▶ _Goal_
Reproduce the following material verbatim, line for line.
* Start *
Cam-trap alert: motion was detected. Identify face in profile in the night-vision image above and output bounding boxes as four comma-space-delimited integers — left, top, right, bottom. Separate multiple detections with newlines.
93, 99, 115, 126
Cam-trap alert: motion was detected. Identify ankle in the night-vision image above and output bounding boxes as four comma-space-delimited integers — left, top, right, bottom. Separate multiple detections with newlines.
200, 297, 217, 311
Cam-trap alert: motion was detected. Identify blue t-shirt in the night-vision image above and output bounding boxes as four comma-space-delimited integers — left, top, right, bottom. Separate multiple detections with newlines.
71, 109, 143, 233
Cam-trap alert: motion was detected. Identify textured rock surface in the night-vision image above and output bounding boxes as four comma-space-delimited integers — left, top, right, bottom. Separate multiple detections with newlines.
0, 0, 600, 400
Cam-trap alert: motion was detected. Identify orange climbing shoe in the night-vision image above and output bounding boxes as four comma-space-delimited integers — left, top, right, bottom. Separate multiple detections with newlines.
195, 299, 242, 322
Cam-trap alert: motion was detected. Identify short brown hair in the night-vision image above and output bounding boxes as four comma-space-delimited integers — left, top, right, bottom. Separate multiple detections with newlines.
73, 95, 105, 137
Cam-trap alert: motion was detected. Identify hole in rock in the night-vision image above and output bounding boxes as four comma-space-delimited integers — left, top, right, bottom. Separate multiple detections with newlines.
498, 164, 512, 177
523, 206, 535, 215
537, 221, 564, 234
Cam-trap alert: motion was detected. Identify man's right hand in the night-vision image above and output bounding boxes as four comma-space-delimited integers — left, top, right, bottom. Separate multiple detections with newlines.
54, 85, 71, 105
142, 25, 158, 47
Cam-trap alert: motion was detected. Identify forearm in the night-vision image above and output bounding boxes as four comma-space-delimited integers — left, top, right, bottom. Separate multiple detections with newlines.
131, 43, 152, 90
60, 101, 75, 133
* End *
▶ _Answer to the exercise_
Cam-trap alert: motion was detected. Identify face in profile in the night-vision image above and output bounding boxes as four comma-space-delimited integers — left, top, right, bottom. Separate multiple detections with newlines.
93, 99, 115, 126
Cam-trap alert: motion was detected. Identify ankle in the night-vision image above and output bounding boxes as four comma-space-delimited integers — left, top, right, bottom. Separate multiple detections with newlines.
200, 297, 217, 311
Cam-trap alert: motion was detected. Identify blue t-shirt in the night-vision image above and output bounding boxes as four comma-space-delimited integers — left, top, right, bottom. Separate multiple detections with newlines.
71, 109, 143, 233
Cam-trap alert: motion was detected. Identify textured rock surface in the night-vision image above and output bounding boxes as four comma-space-delimited integers — left, top, right, bottom. Separate multiple detections with newlines.
0, 0, 600, 400
Cam-trap alert: motion was detected. Identify orange climbing shoe in the night-vision image above and output bounding boxes as four comma-space-delimited integers — left, top, right, bottom. Separate multiple detections with newlines.
195, 299, 242, 322
Cam-trap alert: motion was detected. Identify short brown hair in the night-vision image above and output bounding boxes as four comma-space-delimited integers — left, top, right, bottom. Separate multiple detections with newlines.
73, 95, 105, 137
Cam-trap alert: motion was detected. Identify hole in rock in the night-vision image above and output bounding boxes as four comma-space-delimited integers — left, top, right, bottom. Separate multiple detections with newlines.
498, 164, 512, 177
523, 206, 535, 215
537, 221, 564, 234
Cam-trap alert: motion was detected. Identify man's right hand in the night-vision image above and output bounding boxes as four comma-space-delimited integers — left, top, right, bottom. Separate multiple detections with newlines.
54, 85, 71, 105
142, 25, 158, 47
Cam-trap alert: motion was detected. Identify forearm in the night-vision image above and output bounding boxes as four comma-space-delimited integers — left, top, right, bottom. Separate multiple detections with newlines.
131, 43, 152, 90
60, 101, 75, 133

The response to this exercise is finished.